### Aim of the exercise
Leaving out all pictures, reproduce the entries below exactly, from the first line through the line that contains "Find the well".

***

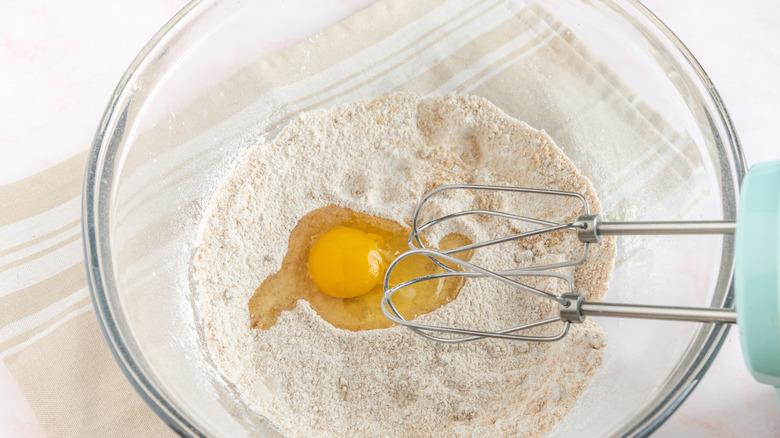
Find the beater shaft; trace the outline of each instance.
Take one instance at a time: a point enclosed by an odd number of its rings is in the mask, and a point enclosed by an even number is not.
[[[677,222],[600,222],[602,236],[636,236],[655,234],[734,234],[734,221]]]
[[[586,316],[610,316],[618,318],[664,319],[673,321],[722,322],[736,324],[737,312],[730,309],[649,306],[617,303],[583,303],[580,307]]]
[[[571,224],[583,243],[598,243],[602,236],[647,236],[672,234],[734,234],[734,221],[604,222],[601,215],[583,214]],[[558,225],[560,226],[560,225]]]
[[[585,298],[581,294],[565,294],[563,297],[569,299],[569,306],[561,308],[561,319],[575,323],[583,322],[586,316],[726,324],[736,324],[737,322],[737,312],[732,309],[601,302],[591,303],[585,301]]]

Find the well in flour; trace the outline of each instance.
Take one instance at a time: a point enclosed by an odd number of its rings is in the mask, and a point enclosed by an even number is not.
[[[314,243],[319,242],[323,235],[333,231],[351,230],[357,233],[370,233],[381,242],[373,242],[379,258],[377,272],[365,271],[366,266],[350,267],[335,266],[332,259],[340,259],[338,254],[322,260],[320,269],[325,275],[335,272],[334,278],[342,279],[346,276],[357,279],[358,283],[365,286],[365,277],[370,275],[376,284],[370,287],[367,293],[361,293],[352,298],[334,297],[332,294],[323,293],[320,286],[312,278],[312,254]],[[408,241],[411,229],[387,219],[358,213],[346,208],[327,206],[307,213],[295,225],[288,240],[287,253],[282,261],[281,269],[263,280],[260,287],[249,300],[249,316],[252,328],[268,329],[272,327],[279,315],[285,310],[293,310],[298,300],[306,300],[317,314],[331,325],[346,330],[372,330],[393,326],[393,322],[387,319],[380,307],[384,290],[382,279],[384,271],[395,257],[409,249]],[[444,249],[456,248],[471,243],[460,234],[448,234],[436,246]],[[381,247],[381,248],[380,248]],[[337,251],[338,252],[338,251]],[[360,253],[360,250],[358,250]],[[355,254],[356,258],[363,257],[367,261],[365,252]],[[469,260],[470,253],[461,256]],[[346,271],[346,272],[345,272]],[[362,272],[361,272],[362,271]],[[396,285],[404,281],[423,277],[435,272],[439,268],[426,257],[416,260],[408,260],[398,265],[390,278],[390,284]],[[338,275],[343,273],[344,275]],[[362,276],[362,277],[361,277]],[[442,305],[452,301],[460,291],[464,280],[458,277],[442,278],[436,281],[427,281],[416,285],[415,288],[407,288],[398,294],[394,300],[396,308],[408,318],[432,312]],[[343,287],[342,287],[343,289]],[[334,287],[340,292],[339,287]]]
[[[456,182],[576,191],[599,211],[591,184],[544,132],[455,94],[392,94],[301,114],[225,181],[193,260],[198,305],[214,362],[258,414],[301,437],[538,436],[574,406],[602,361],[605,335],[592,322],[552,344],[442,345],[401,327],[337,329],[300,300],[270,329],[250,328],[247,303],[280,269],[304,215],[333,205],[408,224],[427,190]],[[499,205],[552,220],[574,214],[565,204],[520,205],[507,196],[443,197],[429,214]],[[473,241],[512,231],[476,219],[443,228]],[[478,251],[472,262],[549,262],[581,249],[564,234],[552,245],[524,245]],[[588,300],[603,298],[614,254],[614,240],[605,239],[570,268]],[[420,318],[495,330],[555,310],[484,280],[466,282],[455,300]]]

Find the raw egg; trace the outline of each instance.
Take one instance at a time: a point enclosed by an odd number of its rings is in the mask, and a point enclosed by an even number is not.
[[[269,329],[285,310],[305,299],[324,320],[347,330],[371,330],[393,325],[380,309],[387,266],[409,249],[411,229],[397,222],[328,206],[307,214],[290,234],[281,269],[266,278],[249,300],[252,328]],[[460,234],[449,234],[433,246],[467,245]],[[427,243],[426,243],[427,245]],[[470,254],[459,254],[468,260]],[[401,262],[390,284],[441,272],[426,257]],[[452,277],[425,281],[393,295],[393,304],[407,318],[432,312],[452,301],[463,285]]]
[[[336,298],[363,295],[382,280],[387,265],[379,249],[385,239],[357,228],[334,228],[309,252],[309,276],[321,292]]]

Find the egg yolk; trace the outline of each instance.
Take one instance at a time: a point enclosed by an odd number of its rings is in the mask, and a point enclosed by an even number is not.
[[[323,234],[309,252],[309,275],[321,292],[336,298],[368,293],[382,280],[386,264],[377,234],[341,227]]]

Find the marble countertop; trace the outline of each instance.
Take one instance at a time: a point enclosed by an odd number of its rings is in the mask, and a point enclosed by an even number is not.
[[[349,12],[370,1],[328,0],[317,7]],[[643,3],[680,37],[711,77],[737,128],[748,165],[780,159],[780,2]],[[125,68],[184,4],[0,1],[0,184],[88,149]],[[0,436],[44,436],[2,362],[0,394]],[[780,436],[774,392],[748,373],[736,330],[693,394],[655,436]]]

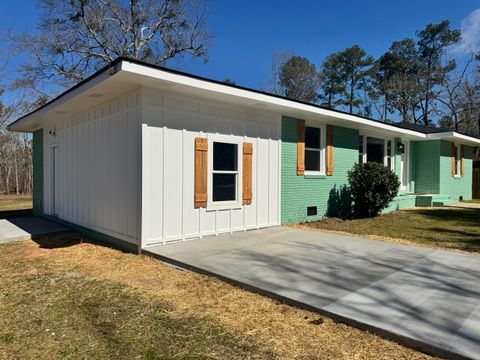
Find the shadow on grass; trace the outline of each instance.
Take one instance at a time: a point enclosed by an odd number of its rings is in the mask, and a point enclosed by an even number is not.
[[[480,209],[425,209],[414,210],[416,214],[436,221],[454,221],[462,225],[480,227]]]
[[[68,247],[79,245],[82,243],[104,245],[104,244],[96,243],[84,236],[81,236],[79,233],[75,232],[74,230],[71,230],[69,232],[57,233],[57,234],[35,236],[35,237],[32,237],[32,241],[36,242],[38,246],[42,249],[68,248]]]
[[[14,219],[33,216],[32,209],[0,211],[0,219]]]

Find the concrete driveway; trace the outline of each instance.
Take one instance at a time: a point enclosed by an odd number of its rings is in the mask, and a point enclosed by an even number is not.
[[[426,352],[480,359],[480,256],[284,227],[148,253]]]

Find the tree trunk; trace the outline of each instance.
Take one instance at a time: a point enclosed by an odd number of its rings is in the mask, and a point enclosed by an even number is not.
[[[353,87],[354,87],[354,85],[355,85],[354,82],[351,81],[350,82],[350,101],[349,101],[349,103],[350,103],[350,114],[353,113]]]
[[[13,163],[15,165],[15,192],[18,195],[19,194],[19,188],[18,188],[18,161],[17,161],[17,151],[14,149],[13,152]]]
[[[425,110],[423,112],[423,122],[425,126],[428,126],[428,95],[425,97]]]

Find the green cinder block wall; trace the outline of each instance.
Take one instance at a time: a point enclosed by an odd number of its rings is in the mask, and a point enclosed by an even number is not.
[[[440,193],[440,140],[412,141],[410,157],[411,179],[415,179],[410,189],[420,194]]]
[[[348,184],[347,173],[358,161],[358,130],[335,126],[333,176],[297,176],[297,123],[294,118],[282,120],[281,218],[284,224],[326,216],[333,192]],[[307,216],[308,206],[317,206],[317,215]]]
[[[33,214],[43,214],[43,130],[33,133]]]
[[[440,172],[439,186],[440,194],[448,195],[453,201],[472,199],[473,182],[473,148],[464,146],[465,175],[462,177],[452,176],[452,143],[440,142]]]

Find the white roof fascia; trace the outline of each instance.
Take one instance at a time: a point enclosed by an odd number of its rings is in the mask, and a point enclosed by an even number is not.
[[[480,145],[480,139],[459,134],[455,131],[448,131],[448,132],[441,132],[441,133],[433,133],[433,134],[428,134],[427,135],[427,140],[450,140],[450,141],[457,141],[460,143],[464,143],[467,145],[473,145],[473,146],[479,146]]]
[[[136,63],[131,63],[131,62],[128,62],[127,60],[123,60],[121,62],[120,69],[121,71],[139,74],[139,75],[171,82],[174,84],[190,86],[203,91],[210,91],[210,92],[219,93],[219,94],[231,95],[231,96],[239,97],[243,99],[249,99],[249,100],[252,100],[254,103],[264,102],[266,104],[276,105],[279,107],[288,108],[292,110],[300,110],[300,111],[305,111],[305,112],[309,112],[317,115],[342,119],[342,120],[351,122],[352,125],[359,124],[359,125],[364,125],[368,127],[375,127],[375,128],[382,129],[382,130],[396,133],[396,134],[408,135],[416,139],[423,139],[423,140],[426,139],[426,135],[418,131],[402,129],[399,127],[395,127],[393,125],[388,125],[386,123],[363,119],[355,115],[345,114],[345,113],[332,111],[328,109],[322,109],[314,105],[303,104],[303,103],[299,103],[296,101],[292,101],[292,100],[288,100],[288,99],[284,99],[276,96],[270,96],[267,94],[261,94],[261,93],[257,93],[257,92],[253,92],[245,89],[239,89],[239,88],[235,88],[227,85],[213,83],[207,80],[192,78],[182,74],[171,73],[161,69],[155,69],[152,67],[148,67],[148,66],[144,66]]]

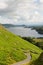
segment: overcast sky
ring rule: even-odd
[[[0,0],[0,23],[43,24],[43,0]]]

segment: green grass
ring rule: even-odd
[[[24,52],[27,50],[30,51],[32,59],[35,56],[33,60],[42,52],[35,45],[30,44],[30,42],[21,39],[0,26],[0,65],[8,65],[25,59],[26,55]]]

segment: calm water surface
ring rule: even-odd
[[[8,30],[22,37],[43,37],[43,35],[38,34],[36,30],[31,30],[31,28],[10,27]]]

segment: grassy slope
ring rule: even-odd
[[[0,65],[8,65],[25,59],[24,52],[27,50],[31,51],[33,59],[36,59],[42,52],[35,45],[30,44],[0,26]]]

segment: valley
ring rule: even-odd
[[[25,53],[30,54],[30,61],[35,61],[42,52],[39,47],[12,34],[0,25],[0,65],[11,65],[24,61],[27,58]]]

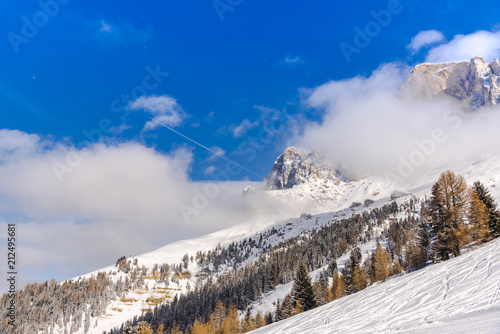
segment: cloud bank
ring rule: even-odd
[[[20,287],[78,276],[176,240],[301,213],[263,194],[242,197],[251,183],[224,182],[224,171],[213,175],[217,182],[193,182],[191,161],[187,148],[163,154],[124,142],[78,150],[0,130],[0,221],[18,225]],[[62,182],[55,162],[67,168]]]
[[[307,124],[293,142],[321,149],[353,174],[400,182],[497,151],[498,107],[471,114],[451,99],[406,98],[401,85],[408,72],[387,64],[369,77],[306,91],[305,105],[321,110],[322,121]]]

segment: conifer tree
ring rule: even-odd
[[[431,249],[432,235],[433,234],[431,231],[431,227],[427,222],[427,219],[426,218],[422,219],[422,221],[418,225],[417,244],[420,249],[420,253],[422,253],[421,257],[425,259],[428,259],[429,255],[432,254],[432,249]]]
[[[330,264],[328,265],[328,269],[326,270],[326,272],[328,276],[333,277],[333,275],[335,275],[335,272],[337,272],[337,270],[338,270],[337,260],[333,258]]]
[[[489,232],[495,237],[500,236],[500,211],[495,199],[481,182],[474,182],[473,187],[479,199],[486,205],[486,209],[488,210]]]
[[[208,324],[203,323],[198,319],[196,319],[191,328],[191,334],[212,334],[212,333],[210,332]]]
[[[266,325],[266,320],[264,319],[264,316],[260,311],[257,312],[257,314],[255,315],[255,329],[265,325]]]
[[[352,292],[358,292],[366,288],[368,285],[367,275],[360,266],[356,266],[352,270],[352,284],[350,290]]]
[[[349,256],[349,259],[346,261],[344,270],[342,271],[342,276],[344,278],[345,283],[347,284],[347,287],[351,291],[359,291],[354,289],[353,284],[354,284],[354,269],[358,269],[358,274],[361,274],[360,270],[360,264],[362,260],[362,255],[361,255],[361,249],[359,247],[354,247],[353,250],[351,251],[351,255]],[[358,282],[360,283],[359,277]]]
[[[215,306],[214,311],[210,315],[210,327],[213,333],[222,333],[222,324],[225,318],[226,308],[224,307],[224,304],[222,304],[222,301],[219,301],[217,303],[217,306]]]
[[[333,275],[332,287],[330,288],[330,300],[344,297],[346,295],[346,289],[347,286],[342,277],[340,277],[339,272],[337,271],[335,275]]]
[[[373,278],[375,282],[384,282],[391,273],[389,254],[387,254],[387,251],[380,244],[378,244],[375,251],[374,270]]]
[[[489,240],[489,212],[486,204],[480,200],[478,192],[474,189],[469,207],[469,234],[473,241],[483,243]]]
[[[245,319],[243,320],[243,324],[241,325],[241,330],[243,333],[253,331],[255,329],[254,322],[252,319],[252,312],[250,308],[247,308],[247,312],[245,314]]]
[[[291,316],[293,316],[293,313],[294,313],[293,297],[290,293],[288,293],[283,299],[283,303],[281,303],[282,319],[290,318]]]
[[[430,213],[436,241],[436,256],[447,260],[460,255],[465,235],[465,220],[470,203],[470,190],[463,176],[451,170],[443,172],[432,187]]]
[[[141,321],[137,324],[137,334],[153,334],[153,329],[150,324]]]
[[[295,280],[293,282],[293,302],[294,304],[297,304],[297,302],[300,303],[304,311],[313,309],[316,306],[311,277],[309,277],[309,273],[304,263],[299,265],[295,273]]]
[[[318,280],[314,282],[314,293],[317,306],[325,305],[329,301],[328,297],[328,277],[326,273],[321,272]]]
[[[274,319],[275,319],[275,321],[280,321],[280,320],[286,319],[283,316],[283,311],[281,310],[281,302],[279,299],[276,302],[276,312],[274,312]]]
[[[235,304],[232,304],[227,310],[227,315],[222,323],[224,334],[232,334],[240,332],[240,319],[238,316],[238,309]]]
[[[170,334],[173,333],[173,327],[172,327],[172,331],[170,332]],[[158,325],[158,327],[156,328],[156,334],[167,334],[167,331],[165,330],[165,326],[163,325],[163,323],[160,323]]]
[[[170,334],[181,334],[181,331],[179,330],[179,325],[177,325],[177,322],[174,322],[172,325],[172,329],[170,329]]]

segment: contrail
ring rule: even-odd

***

### Written solution
Find the beater shaft; trace the outline of each instance.
Take one instance at a time: a point enclosed by an odd number of its rings is in the mask, and a point enclosed by an even number is not.
[[[677,222],[600,222],[602,236],[636,236],[655,234],[734,234],[734,221]]]
[[[586,316],[610,316],[618,318],[664,319],[673,321],[722,322],[736,324],[737,312],[730,309],[649,306],[617,303],[583,303],[580,307]]]
[[[571,224],[583,243],[598,243],[602,236],[647,236],[672,234],[734,234],[734,221],[604,222],[601,215],[583,214]],[[558,225],[560,226],[560,225]]]
[[[585,298],[581,294],[565,294],[563,297],[569,299],[569,306],[561,308],[561,319],[575,323],[583,322],[586,316],[726,324],[736,324],[737,322],[737,312],[732,309],[601,302],[591,303],[585,301]]]

Find the well in flour; trace the outline of each instance.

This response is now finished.